Problem to solve | Report each line of the items below that contains the word "nose", copying every such line in full.

Records for this exercise |

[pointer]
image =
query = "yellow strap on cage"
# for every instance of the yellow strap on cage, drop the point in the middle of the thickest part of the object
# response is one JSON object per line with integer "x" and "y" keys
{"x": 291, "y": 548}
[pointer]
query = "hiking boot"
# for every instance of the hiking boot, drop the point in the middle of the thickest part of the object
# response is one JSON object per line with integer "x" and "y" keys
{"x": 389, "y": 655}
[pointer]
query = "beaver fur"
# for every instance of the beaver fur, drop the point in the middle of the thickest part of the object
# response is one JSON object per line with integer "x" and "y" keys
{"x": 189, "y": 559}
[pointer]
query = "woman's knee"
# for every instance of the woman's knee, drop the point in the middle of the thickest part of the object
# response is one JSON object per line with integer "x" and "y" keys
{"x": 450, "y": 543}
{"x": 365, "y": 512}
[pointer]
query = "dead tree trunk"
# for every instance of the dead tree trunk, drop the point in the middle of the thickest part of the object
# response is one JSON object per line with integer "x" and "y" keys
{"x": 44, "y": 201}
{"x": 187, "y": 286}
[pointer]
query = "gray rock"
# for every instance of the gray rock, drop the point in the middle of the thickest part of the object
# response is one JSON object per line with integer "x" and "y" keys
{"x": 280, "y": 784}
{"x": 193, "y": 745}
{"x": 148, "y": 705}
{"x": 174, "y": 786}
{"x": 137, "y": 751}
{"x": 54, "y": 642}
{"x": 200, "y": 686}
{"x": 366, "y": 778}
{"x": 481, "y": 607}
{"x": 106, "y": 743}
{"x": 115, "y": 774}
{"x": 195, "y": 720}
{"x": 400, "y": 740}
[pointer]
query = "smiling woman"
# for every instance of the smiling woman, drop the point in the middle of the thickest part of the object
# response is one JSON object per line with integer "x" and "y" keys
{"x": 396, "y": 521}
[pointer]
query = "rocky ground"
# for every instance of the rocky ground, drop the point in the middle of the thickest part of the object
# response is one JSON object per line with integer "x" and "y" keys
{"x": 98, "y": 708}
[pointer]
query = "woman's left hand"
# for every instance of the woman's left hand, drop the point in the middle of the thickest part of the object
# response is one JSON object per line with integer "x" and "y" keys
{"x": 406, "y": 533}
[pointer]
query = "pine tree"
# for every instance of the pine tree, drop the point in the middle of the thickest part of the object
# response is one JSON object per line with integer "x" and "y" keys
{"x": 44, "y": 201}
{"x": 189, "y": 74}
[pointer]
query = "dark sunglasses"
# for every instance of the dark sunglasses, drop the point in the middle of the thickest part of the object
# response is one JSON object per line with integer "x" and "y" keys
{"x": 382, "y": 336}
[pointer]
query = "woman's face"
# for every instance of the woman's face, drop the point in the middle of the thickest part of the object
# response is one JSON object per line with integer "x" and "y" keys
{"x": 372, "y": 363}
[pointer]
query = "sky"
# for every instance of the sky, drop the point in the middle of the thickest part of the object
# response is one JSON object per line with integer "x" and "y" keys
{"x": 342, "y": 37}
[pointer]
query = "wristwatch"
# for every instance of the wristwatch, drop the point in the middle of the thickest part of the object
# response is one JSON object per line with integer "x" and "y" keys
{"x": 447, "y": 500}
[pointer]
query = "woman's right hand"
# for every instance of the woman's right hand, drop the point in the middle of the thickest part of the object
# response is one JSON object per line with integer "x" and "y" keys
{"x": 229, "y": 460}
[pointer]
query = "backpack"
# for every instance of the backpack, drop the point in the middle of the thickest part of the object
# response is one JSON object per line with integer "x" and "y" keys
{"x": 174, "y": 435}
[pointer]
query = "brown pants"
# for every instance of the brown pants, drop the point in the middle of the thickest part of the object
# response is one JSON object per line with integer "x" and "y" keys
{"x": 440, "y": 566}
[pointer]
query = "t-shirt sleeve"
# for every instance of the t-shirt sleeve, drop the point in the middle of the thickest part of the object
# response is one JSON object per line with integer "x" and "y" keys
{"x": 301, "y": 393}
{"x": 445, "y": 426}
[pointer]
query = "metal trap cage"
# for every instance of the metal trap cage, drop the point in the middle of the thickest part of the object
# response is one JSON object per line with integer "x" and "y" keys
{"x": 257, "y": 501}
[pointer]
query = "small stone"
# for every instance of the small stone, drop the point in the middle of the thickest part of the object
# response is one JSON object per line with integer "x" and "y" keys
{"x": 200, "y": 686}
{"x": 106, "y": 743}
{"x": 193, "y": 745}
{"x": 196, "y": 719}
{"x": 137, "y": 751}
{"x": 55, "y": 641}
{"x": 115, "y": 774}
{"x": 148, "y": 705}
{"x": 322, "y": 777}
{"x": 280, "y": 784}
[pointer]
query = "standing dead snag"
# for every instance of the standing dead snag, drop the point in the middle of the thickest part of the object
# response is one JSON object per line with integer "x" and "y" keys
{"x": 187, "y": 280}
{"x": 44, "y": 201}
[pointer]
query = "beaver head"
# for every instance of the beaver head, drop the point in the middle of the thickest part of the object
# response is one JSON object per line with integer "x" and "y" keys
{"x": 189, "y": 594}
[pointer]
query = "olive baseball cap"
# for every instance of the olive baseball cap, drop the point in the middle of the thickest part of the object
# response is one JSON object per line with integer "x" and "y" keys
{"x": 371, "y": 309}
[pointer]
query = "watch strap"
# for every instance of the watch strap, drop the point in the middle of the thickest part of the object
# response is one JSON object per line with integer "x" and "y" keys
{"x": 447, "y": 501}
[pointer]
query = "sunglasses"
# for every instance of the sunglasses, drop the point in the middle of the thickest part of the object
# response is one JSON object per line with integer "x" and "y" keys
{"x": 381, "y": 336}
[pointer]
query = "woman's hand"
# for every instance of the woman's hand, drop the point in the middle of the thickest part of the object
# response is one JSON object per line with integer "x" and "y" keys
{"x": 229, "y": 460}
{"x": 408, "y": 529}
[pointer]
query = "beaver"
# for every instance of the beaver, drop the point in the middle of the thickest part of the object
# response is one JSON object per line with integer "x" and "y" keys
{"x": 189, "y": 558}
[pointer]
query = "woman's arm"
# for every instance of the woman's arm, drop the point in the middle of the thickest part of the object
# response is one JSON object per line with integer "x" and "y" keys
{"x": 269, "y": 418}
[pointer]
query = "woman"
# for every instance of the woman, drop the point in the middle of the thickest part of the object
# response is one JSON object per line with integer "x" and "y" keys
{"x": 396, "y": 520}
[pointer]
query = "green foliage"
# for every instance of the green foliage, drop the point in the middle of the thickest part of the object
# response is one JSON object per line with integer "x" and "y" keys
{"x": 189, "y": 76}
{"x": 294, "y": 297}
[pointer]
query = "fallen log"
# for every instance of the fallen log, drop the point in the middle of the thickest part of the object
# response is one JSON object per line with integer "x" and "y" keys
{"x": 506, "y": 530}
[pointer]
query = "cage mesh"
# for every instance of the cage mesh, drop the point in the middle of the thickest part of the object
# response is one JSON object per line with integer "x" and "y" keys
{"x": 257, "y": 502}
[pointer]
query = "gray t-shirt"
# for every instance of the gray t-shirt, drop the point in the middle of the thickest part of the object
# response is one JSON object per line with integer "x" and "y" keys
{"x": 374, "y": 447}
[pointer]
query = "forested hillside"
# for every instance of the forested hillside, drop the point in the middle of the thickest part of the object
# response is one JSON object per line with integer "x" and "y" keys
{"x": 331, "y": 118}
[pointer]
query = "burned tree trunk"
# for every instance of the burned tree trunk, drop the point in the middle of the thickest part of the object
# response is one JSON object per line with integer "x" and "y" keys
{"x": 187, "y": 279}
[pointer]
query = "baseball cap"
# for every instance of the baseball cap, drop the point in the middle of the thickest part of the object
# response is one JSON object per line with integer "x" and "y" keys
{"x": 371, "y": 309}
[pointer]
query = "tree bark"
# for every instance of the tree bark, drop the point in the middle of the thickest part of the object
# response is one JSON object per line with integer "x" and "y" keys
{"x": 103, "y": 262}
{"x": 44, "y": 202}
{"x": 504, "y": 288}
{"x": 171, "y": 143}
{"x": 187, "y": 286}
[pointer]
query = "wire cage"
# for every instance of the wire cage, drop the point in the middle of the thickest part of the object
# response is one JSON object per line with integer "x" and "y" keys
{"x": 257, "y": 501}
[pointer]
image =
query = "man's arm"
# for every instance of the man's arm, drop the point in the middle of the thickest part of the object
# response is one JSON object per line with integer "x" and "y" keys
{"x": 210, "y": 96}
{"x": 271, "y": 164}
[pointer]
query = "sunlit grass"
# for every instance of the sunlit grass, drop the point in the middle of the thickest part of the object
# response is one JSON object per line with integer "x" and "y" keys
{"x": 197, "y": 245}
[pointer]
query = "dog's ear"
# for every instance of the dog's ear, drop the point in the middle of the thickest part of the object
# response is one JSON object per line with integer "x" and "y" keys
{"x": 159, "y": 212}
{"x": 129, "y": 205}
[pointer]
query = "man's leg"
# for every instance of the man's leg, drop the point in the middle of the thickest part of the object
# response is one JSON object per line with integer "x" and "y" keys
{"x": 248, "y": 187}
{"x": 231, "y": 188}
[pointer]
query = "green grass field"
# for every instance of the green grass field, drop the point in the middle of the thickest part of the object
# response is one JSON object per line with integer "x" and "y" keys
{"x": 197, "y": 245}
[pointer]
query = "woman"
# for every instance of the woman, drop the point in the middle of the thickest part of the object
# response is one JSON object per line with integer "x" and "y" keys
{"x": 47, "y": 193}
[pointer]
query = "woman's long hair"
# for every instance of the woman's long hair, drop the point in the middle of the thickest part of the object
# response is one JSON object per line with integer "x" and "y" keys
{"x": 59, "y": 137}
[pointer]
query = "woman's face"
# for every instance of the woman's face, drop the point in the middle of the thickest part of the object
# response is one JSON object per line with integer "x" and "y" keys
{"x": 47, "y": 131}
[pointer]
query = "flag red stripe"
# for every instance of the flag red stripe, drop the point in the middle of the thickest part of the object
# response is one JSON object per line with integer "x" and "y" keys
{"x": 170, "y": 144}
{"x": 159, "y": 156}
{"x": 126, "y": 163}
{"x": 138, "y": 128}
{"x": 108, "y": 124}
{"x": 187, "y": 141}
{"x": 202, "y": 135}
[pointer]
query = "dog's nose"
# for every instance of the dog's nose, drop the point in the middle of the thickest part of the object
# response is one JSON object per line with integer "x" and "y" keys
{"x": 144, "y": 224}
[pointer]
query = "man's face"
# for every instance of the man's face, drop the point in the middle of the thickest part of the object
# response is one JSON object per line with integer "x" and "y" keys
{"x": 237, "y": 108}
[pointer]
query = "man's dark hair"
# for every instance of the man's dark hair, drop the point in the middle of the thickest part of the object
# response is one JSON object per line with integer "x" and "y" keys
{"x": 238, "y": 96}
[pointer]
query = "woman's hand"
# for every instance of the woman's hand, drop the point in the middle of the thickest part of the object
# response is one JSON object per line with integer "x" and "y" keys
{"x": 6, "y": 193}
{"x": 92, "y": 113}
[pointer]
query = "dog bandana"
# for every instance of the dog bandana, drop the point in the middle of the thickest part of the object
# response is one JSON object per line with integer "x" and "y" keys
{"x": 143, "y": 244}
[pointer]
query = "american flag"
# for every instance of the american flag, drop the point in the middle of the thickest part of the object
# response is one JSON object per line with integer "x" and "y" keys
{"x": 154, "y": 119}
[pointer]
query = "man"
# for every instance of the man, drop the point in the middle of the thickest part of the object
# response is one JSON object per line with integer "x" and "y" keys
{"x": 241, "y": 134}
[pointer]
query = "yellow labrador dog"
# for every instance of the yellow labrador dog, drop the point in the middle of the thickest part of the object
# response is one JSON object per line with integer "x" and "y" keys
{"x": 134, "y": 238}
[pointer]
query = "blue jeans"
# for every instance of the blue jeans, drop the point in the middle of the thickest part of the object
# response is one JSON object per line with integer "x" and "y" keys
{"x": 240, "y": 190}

Complete output |
query = "dog's nose"
# for every instance of the dog's nose, drop the point in the middle of the thickest part of the object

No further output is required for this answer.